------ EXERCISE PASSAGE ------

There was no way I was keeping it from him. DH was great. After asking if I was alright, he asked me what kind of car I wanted to replace it with. He has never let me forget, however, how much he loved that car. I admit, I miss that old Sable too.

I knew things would be hard when we had children. Early on I let DH know that I was “not going to parent alone.” I saw no point in uttering the phrase “wait till your Father gets home” when that could be months away. To be honest, even though my in-laws come from a different time and circumstances, my MIL did not discourage me from this attitude, did not try to tell me I was being a bad sailor’s wife.

I think it had a lot to do with my FIL trying to be as involved as possible and that he had already retired from 30 years. They were in that critical time when a great deal of military families dissolve because of those resentments I talked about, because of lack of communication, because the wife learns to function totally without her husband, and they just grow apart and without the service giving them common ground they realize they have nothing and the children are grown. My in-laws are an amazing example of how to survive that.

One of the very first times I had to pull out the “Parenting Together” card happened when T1 was three years old. We had moved that summer and I knew trying to push potty training was a bad idea. We had time. DH had finally come home and we enjoyed a few months with him. Together we tried to come up with potty training methods that would work.

------

THE TASK
Can you retype the part of the military family passage that opens with the words containing "I think it had" and closes with "to survive that.", word for word? The entries below this text were taken from a separate source.

------ SUPPLIED INFORMATION ------

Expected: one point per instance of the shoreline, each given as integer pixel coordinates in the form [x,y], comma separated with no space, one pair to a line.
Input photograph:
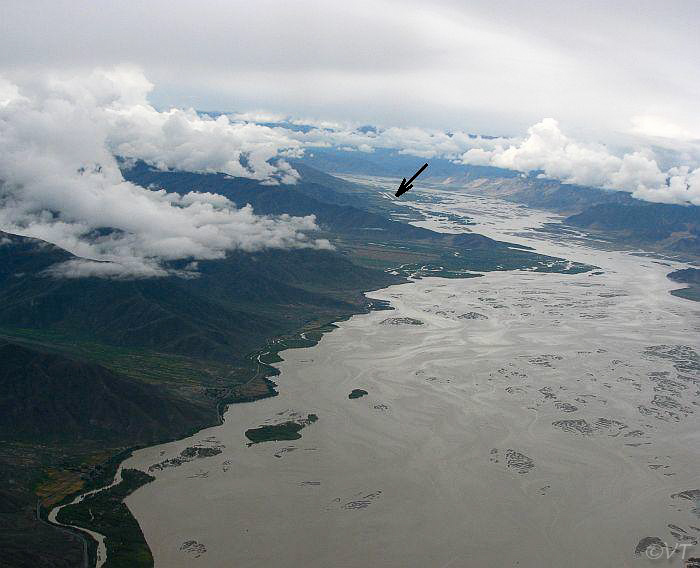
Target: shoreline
[94,545]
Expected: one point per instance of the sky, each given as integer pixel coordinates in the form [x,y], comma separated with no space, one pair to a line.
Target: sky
[488,66]
[602,94]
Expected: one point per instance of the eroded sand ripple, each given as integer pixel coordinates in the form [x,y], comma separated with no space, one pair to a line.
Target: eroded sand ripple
[560,429]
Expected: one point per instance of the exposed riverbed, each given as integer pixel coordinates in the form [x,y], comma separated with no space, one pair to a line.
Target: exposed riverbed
[528,420]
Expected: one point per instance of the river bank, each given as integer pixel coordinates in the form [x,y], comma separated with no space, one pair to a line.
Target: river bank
[538,419]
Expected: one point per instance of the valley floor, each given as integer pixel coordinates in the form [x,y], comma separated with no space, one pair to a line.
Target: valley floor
[516,419]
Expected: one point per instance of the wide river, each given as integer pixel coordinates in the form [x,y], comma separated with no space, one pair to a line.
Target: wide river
[555,423]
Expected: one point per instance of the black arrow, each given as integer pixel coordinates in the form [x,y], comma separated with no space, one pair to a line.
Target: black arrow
[406,185]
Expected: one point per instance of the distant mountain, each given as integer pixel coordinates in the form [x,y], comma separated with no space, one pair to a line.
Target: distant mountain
[672,228]
[230,310]
[392,163]
[328,203]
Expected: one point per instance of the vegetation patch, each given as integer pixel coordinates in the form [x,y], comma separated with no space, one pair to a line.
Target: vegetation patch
[357,393]
[279,432]
[106,513]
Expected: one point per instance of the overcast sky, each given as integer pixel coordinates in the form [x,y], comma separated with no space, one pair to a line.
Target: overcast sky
[496,67]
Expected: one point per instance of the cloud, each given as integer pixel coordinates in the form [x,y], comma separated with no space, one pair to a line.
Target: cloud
[61,181]
[548,150]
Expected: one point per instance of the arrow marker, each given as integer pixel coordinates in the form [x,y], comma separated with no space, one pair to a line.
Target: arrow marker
[406,185]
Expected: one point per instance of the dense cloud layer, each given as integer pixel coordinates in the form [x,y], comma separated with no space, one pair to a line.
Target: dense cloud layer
[61,181]
[557,156]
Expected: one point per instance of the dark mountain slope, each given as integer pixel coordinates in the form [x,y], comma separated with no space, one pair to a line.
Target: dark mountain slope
[24,255]
[49,397]
[294,200]
[672,228]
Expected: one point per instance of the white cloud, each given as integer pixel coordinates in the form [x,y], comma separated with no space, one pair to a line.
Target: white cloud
[61,182]
[547,149]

------

RESPONSE AREA
I think it had a lot to do with my FIL trying to be as involved as possible and that he had already retired from 30 years. They were in that critical time when a great deal of military families dissolve because of those resentments I talked about, because of lack of communication, because the wife learns to function totally without her husband, and they just grow apart and without the service giving them common ground they realize they have nothing and the children are grown. My in-laws are an amazing example of how to survive that.